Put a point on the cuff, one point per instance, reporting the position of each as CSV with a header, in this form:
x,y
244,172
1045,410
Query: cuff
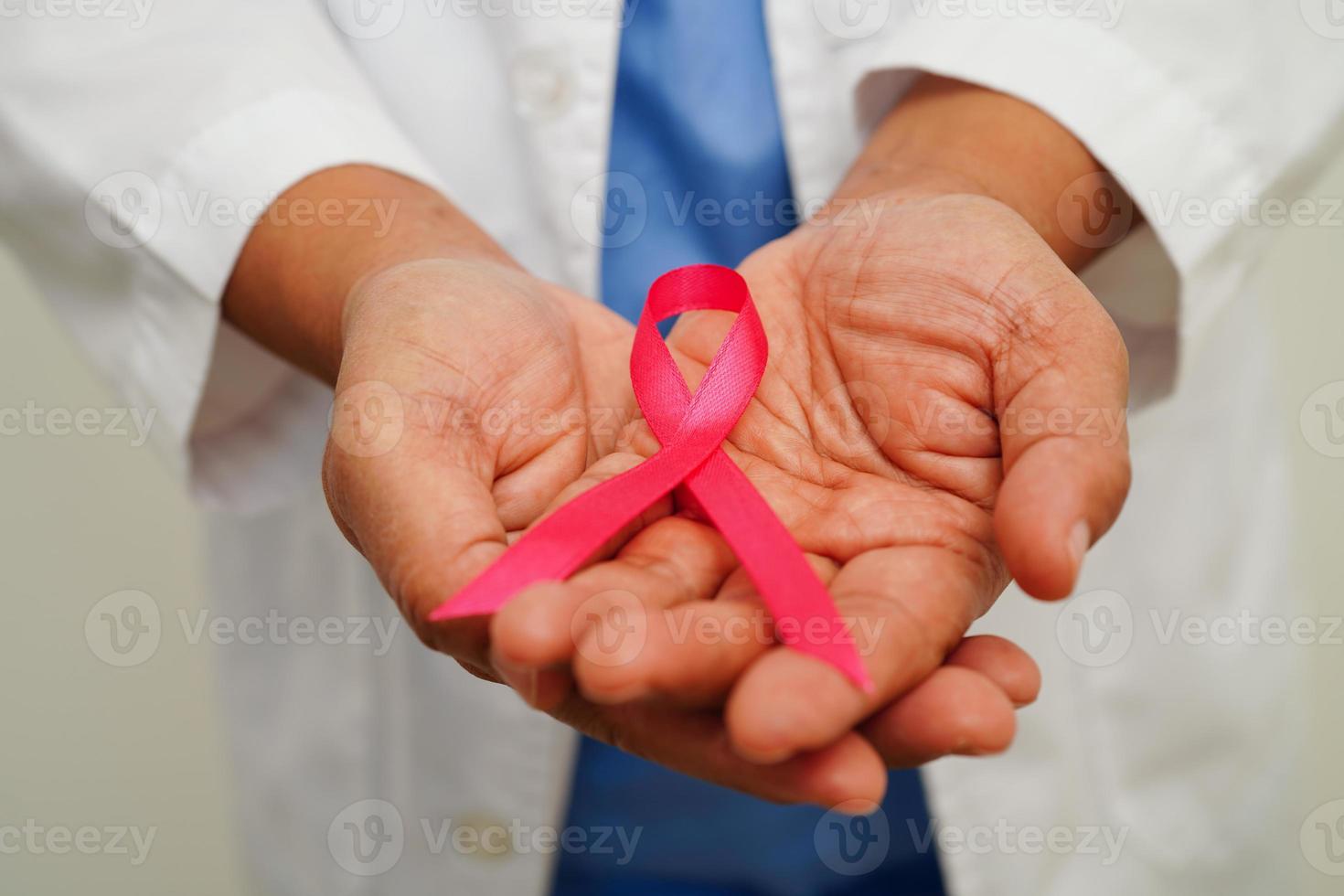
x,y
1153,136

* **YOUR OBJECTIVE**
Retype the lines above exactly as they appear, leaving out the picture.

* **TASK ANSWER**
Put a point on the cuff, one point per instance, reporting the position of each as CSV with a header, in this form:
x,y
244,172
1045,410
Query: cuff
x,y
1153,136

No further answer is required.